Work instructions
The records that follow must be printed exactly as they are.

(Extracted data entries)

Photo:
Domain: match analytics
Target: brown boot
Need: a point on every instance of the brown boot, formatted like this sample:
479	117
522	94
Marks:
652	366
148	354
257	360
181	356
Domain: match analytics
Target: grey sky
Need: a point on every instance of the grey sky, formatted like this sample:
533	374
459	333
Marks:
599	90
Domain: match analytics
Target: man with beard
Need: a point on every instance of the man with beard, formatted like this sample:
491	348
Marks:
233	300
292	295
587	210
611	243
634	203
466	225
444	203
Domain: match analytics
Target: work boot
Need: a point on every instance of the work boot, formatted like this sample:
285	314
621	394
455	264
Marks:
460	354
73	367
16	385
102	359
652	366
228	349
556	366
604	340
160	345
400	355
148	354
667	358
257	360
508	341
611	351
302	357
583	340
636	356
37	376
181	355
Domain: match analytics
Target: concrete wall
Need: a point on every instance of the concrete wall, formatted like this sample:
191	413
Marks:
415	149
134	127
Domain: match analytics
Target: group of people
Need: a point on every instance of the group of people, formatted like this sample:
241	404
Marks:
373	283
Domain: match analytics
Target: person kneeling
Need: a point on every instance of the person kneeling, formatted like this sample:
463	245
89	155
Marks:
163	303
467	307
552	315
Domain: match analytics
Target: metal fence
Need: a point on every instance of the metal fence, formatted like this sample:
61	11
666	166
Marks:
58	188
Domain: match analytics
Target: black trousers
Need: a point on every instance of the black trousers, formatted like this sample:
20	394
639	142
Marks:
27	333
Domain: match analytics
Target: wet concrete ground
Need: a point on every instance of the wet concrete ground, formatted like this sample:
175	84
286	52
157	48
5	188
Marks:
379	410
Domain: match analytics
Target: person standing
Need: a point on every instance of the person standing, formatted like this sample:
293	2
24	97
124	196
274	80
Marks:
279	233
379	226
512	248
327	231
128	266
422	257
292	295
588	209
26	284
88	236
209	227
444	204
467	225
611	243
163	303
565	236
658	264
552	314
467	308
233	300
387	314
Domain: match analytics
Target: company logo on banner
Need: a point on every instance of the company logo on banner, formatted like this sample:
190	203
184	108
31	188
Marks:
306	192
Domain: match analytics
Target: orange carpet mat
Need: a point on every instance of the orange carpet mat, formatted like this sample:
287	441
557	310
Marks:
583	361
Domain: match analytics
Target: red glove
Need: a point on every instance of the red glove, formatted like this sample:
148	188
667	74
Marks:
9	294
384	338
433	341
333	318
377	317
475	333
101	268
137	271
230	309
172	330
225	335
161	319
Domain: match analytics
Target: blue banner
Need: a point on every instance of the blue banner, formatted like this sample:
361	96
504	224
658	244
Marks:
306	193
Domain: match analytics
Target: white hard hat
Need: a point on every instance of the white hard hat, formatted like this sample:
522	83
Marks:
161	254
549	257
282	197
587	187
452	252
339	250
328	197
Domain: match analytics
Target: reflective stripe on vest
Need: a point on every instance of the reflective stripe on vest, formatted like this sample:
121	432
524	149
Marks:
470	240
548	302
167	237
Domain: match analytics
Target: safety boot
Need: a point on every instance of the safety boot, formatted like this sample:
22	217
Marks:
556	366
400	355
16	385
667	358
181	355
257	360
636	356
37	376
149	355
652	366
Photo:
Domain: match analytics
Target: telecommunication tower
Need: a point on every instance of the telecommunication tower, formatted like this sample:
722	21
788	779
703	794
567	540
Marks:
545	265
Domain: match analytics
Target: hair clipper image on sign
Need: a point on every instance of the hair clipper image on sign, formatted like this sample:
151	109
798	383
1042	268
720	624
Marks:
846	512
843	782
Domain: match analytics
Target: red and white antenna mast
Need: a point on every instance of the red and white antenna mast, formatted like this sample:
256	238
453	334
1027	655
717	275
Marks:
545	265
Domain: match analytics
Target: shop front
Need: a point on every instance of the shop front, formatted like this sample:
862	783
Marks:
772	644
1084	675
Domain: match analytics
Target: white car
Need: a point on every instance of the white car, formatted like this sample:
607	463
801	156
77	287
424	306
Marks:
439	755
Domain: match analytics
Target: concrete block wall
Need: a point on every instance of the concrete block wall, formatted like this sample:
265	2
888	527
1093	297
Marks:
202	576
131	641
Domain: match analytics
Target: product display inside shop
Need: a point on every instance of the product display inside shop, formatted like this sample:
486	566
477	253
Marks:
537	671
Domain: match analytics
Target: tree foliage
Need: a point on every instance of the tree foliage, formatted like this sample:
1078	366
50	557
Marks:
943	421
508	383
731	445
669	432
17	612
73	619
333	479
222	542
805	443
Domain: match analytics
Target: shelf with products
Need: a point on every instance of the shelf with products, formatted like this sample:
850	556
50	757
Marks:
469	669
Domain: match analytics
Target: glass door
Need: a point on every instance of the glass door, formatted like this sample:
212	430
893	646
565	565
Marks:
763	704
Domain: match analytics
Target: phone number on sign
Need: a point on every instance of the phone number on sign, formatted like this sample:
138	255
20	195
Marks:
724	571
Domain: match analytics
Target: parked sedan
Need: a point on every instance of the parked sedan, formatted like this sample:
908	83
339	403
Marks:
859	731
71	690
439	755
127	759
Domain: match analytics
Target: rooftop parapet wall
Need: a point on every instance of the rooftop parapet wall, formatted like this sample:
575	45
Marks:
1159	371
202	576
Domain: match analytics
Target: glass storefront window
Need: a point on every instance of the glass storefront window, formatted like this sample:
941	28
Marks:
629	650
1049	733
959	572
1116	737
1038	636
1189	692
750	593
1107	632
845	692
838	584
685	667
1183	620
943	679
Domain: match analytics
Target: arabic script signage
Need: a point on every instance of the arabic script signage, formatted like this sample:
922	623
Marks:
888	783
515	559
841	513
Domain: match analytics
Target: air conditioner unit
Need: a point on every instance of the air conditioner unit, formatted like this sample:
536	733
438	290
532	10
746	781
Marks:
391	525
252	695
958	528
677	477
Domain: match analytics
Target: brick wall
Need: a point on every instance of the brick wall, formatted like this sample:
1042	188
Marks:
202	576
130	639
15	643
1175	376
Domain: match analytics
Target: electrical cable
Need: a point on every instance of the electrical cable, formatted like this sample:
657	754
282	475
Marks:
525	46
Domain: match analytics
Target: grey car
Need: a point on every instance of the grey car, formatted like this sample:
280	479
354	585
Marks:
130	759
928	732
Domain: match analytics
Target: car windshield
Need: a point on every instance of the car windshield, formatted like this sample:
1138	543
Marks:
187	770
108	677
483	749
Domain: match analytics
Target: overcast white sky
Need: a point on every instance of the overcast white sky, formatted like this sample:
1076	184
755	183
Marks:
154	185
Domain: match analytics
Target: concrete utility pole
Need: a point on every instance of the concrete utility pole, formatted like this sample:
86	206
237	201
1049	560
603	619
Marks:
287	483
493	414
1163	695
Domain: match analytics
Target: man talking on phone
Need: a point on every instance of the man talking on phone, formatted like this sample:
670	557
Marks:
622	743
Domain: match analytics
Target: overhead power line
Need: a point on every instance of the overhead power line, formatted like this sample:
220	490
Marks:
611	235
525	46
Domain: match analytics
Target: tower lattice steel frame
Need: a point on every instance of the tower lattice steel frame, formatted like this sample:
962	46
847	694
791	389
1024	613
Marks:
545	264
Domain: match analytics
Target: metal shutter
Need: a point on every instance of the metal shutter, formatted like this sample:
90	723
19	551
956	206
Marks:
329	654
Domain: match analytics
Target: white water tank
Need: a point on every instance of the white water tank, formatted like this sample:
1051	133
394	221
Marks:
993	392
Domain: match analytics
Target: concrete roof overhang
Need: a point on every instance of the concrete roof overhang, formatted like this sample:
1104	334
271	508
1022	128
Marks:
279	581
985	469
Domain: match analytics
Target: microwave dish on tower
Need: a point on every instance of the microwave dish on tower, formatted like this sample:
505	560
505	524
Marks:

Your solution
Photo:
Domain: match analytics
Target: brown boot
Need: a point on every instance of the brown boot, formatted like this sample:
479	117
522	94
Marks:
652	366
148	354
257	360
181	356
Domain: match analytics
Target: grey sky
Need: a point on every instance of the grey sky, formatted like this sample:
533	374
459	333
Marks:
599	90
Domain: match analytics
Target: man with beard
Need: a point on every instance of the man with beard, formatted like this sample:
491	348
Marks:
233	300
292	295
587	210
611	243
634	203
466	225
444	203
Domain: match analytics
Target: work boot
Need: a point on every instance of the work boot, formatted like this sample:
285	314
621	394
455	264
Marks:
460	354
73	367
16	385
102	359
652	366
228	349
556	366
604	340
160	345
400	355
148	354
667	358
257	360
508	341
611	351
302	357
583	340
636	356
37	376
181	355
Domain: match analytics
Target: concrete wall
Need: a point on every instance of the concrete wall, formatted like this sample:
191	413
Marks:
415	149
134	127
Domain: match analytics
Target: group of people
Need: a point on every instance of the group of people, formatted like this sample:
241	404
Marks:
373	283
Domain: match analytics
Target: person kneeling
Need: a point on every instance of the person kneeling, formatted like this sample:
463	245
89	155
Marks:
163	303
467	307
552	315
Domain: match analytics
Target: metal fence
Need: a point on every instance of the metal fence, formatted like this sample:
61	11
666	166
Marks:
58	188
Domain: match analytics
Target: black trousers
Need: a point on every instance of the black trousers, formatted like this sample:
20	394
639	142
Marks:
27	333
Domain: match analytics
Target: wet concrete ground
Need: a point on every instance of the wet concrete ground, formatted like this sample:
175	84
286	52
157	48
5	188
Marks:
379	410
Domain: match analytics
Target: person standing
Need: a point on every instance of the person standing, formatted like this sample:
293	2
24	97
124	196
274	80
Marks:
279	233
379	226
512	248
327	231
128	266
422	257
292	295
588	209
26	284
88	236
209	227
444	204
467	225
611	243
163	303
565	236
658	264
552	314
467	308
233	300
387	314
Domain: match analytics
Target: company logo on banner
Need: a point on every instance of the company logo on banner, formatted like this sample:
190	203
184	108
31	188
Marks:
306	192
Domain: match analytics
Target: orange carpet mat
Need: a point on every instance of the orange carpet mat, formatted like this sample:
287	441
557	310
Marks:
583	361
Domain: match analytics
Target: red glove
Need: a point on every instance of the red glove, formatted like this sample:
148	188
667	74
Marks:
9	294
384	338
433	341
333	318
377	317
475	333
101	268
137	271
230	309
172	330
225	335
161	319
Domain: match analytics
Target: blue banner
Need: a point on every instance of the blue banner, formatted like this sample:
361	96
504	224
658	244
Marks:
306	193
Domain: match analytics
Target: white hard hat
Need: a point on every instance of the white hard hat, formatted like this sample:
522	83
Marks:
161	254
549	257
282	197
587	187
452	252
339	250
328	197
Domain: match analytics
Target: reflective stripe on vest
Need: a point on every instance of the reflective stripe on vest, formatted like this sample:
121	432
524	149
Marks:
470	240
548	302
167	237
Domain: match analytics
Target: safety boot
Need: a point on every instance of the safety boot, formatted like this sample:
22	217
Marks:
556	366
400	355
16	385
667	358
181	355
257	360
636	356
37	376
149	355
652	366
Photo:
Domain: match analytics
Target: telecommunication tower
Need: a point on every instance of the telecommunication tower, formatted like this sample:
722	21
788	779
703	794
567	540
Marks:
545	265
Domain: match analytics
Target: hair clipper image on sign
Need: a point on every instance of the hair clipper image on sign, formatted like this sample:
151	109
798	383
1042	268
720	624
Marks:
846	512
843	782
Domain: match analytics
Target: red and white antenna mast
Need: a point on every instance of the red and white antenna mast, formatted like this sample:
256	238
453	334
1027	655
717	275
Marks:
545	265
Domain: match analytics
Target: shop front
Need: a point on every instance of the shop front, formatted like this sample:
862	783
Marks:
772	644
1084	675
Domain: match analytics
Target: white car
Need: a point on every instance of the white car, formatted like this sample:
607	463
801	156
77	287
424	306
Marks:
439	755
Domain: match analytics
Target: concrete block wall
Need: a point on every instance of the concrete block wall, formatted like this sample:
265	2
888	527
1093	297
Marks:
202	576
131	641
Domain: match analytics
Target: product display inside shop
Need: a point on every instance of the product display inside shop, formatted like this sample:
486	566
477	253
Marks:
537	671
Domain: match analytics
Target: tree foliage
Need: a point on every instance of the tree foliage, formatted like this sample:
1078	366
50	557
Marks:
943	421
508	383
731	445
669	432
17	612
73	619
333	479
222	542
805	443
Domain: match analytics
Target: shelf with products
Need: a point on every instance of the shelf with products, formatted like this sample:
850	556
50	757
Marks:
469	669
Domain: match analytics
Target: glass door
Need: a point on every instance of the glass door, formatted like this sample:
212	430
893	646
565	565
Marks:
763	704
Domain: match analytics
Target: phone number on sign
Need: a point on every instance of the phone number on sign, formatted like this sample:
138	255
20	195
Marks:
724	571
Domain: match analytics
Target: parked sedan
Need: a point on every instance of the parked sedan, formatted like this sample:
908	83
339	403
Marks:
859	731
71	690
439	755
127	759
Domain: match analytics
Target: rooftop parapet wall
Need: a point on every instance of the rooftop parapet wall, formatted like this sample:
575	45
Marks:
1159	371
202	576
Domain: match analytics
Target: glass storefront window
Need: a point on every instance of the glass storefront window, formatted like this sample:
941	28
Marks:
629	650
1049	733
959	572
1116	737
1038	636
1189	692
750	593
1107	632
845	692
838	584
685	667
1183	620
943	679
Domain: match analytics
Target: arabic script signage
Need: a point on every instance of the arabic script signage, formatted like this sample:
922	623
Marks:
888	783
515	559
841	513
Domain: match analytics
Target: air conditioner unit
Need: a point on every instance of the air conditioner unit, formatted like this sample:
536	733
438	290
532	10
746	781
Marks:
391	525
252	695
958	528
677	477
Domain: match analytics
Target: brick wall
Need: a point on every instance of the brick wall, formatted like this sample:
1042	188
Marks:
202	576
130	639
15	643
1175	376
Domain: match analytics
Target: electrical cable
Need: a point on every instance of the electrical cable, formatted like this sample:
657	754
282	475
Marks:
525	46
Domain: match analytics
Target: grey car
Need: a point on every instance of the grey car, formatted like this sample:
280	479
354	585
Marks:
130	759
928	732
Domain: match analytics
Target: car windshield
Need: a point on every instance of the car windshield, formatted like this sample:
1138	543
Marks:
187	770
108	677
483	749
Domain: match analytics
Target: overcast white sky
Need: a point on every instance of the overcast white sky, formatted like this sample:
1076	184
755	183
Marks:
154	185
Domain: match analytics
Target: concrete utility pole
Need: a point on every instance of the concrete utility pole, formatted like this sample:
86	206
237	201
1049	560
603	619
Marks:
287	483
493	414
1163	695
Domain: match analytics
Target: man talking on phone
Need: a point on every instance of the man talking on phone, formatted like this sample:
670	557
Marks:
622	743
Domain: match analytics
Target: overhead power line
Need: a point on every instance of the overhead power line, formatted like this sample:
220	490
Marks:
611	235
525	46
Domain: match analytics
Target: tower lattice steel frame
Need: a point on every instance of the tower lattice steel frame, formatted like this sample:
962	46
847	694
791	389
1024	613
Marks:
545	264
Domain: match analytics
Target: metal shutter
Need: a point on every instance of the metal shutter, formatted like this sample:
90	723
19	551
956	206
Marks:
329	654
Domain: match analytics
Target: white water tank
Need: a point on every instance of the white water tank, formatted like this sample:
1051	133
394	221
Marks:
993	392
Domain: match analytics
Target: concrete roof overhang
Need: a point on every instance of the concrete roof overhang, formatted like this sample:
1104	334
271	508
1022	128
Marks:
279	581
985	469
Domain: match analytics
Target: microwave dish on tower
Need: a point on every instance of the microwave dish on tower, formatted like this sample:
505	560
505	524
Marks:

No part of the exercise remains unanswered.